TEXTE FOURNI:
———

Après vingt ans de silence et de réclusion solitaire, il mourra en 2008, dans des conditions atroces – le corps putréfié – non sans avoir été le témoin de la dépénalisation de l’homosexualité (1981) qui conduira, à juste titre d’ailleurs, la communauté homosexuelle à se démarquer radicalement des pédophiles. Ceux-ci seront d’autant plus criminalisés que les homosexuels, autrefois qualifiés de pédérastes et de violeurs de jeunes adolescents, commenceront à intégrer l’ordre familial.
François Dolto traînée dans la boue
Hanté par le fantasme d’une France pervertie par mai 68, bon nombre de commentateurs d’aujourd’hui racontent donc tout et n’importe quoi, confondant les pétitions des années 1970 avec les affaires contemporaines de harcèlement ou de viol, MeToo, « Balance ton porc », Harvey Weinstein, Tariq Ramadan, Roman Polanski et même Françoise Dolto, qualifiée de pédophile par des ligues de vertu anti-freudiennes – toujours les mêmes – qui réclament que soient débaptisées les 167 écoles qui portent son nom (« Le Canard enchaîné », 8 janvier 2020). Et de citer à l’emporte pièce des phrases incohérentes tirées de deux livres d’entretiens fabriqués à la va-vite, le premier l’année de sa mort (« La Cause des adolescents », Laffont, 1988) et le deuxième à titre posthume (« L’Enfant, le juge et la psychanalyse », Gallimard, 1999) publié par sa fille. On en trouve la liste sur internet depuis des lustres et dieu sait si Dolto, une fois célébrée par les médias, a pu raconter n’importe quoi puisqu’elle ne parlait que de cas individuels, issus de son expérience clinique, elle qui avait été trainée dans la boue par René Schérer pour son adhésion à la moralité chrétienne. A ce train là, on l’accusera un jour d’avoir sodomisé des bébés.
Les défaillances de la justice et le politiquement correct
Même s’il est évident que, dans l’affaire Matzneff, l’autorité judiciaire fut amplement défaillante durant les années 1980 et au-delà, puisque le parquet ne décida jamais d’ouvrir la moindre enquête en dépit des convocations de l’écrivain à la brigade des mineurs, il est inutile, comme le font les néo-féministes puritaines de hurler au laxisme généralisé, d’autant que la loi punit toujours, malgré des dérapages choquants, les relations entre adultes et enfants de moins de 15 ans tout en tenant compte de l’écart d’âge entre la victime et le prédateur. A entendre les ligues, il faudrait sans doute décrocher des musées les portraits androgynes de Leonard de Vinci au prétexte qu’ils seraient susceptibles de troubler des têtes enfantines. N’a-t-on pas voulu bannir d’une exposition new-yorkaise de 2017 une peinture de Balthus (« Thérèse rêvant ») jugée pédophile ? Faudra-t-il un jour envoyer de nouveau en enfer les œuvres de Sade et débarrasser de toutes les bibliothèques les grands noms de la pensée française des années 1970 sous prétexte que leurs auteurs avaient signé des pétitions douteuses ?

———

[Données collectées]
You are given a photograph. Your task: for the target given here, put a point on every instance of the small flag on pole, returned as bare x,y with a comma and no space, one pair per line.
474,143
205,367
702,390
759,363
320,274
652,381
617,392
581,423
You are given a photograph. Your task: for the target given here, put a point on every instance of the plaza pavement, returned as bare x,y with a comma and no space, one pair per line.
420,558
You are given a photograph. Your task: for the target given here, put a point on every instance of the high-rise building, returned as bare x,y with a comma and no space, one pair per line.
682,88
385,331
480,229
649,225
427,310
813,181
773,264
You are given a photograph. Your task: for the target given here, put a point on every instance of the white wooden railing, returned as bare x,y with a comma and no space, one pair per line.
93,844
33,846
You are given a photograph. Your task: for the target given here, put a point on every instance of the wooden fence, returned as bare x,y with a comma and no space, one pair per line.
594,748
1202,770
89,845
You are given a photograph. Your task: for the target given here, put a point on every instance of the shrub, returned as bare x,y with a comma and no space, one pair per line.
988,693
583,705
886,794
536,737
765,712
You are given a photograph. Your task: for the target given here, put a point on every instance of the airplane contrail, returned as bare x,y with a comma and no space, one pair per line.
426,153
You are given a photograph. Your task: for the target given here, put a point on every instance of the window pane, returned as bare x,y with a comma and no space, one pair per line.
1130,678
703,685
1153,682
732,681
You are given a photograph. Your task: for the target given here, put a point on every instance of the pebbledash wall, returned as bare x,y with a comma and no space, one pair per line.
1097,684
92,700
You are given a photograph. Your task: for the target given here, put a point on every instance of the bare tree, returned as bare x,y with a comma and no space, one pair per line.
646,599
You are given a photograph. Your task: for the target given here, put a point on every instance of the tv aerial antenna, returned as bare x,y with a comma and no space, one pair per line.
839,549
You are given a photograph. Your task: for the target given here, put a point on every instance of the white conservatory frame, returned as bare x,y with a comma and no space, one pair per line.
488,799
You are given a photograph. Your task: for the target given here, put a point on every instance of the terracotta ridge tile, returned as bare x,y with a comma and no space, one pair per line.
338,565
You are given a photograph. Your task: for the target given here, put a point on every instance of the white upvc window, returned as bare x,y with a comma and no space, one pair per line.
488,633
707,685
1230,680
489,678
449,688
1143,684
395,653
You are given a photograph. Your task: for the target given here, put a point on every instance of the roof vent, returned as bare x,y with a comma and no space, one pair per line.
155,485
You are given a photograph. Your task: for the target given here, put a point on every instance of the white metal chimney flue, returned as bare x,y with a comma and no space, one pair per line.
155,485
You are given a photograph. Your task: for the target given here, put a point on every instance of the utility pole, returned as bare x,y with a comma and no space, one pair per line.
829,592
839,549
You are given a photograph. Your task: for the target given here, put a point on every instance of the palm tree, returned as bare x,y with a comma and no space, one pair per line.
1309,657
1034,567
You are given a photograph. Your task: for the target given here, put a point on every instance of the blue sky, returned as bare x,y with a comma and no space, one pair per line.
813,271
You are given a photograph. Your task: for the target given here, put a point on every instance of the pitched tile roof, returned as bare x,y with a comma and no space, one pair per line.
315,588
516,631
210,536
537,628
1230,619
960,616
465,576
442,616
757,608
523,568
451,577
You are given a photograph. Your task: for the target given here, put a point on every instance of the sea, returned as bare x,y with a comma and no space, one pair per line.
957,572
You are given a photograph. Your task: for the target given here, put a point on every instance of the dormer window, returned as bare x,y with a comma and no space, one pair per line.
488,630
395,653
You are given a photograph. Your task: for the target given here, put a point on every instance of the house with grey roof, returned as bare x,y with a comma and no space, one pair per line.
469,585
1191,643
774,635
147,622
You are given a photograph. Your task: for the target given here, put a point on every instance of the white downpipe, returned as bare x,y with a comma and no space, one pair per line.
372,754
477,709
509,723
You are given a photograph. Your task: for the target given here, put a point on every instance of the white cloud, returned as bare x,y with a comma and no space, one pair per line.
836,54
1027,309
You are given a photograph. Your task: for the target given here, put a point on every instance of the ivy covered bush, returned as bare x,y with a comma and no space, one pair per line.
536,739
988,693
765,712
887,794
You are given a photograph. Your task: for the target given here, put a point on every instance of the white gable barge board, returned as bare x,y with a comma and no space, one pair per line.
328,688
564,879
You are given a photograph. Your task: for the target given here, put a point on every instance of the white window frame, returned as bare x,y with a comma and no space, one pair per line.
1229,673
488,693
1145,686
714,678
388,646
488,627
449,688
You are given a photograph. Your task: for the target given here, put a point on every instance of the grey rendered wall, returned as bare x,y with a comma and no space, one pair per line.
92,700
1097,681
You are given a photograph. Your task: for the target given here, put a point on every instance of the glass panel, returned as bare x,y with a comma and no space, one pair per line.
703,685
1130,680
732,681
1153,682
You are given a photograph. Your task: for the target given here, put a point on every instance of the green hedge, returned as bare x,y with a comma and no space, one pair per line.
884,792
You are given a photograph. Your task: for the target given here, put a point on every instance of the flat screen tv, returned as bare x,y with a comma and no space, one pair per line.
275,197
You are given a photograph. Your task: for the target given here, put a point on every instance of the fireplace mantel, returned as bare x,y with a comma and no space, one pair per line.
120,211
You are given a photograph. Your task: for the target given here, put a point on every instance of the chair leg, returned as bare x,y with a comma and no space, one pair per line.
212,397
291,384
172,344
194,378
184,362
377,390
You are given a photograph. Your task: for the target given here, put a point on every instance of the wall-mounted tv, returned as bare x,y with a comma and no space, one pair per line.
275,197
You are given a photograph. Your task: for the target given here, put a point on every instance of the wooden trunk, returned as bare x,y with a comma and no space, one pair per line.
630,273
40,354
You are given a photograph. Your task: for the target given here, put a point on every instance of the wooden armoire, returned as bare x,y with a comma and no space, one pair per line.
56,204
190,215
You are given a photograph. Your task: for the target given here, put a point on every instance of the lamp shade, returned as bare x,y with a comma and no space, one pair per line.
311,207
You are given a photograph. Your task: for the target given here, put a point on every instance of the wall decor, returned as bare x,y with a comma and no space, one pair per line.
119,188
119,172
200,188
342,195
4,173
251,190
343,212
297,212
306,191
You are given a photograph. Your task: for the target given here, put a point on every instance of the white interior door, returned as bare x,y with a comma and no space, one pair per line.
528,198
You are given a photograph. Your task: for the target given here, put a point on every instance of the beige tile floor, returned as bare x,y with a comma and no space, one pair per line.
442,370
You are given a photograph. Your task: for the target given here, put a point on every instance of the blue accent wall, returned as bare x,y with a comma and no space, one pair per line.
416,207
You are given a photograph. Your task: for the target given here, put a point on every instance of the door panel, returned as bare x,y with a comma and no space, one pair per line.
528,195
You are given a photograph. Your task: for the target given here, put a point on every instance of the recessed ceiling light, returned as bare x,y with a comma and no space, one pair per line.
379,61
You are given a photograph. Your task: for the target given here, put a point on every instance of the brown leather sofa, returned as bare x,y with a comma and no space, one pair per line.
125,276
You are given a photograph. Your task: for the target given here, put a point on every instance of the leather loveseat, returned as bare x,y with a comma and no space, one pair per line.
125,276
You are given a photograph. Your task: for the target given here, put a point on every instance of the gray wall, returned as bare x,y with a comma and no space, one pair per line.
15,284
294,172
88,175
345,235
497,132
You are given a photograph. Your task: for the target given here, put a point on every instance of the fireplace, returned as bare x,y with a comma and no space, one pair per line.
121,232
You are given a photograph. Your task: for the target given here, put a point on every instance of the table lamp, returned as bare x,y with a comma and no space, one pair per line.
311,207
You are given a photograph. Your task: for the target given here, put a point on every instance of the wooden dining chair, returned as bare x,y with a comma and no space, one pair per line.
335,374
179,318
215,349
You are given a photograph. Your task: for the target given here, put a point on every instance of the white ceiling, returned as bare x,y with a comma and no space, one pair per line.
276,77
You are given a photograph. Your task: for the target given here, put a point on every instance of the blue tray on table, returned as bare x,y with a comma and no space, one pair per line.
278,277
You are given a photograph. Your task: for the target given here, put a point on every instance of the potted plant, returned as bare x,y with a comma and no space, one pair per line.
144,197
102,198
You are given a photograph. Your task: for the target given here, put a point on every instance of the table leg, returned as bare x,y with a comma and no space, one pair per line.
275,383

———

CONSIGNE ÉCRITE A: Pouvez-vous recopier mot pour mot, dans le texte fourni, tout ce qui va de « Après vingt ans » jusqu'à « intégrer l’ordre familial. » ?
CONSIGNE ÉCRITE B: Combien de lignes des entrées contiennent la chaîne « fireplace » ? Indiquez uniquement ce nombre.

RÉPONSE A:
Après vingt ans de silence et de réclusion solitaire, il mourra en 2008, dans des conditions atroces – le corps putréfié – non sans avoir été le témoin de la dépénalisation de l’homosexualité (1981) qui conduira, à juste titre d’ailleurs, la communauté homosexuelle à se démarquer radicalement des pédophiles. Ceux-ci seront d’autant plus criminalisés que les homosexuels, autrefois qualifiés de pédérastes et de violeurs de jeunes adolescents, commenceront à intégrer l’ordre familial.

RÉPONSE B: 2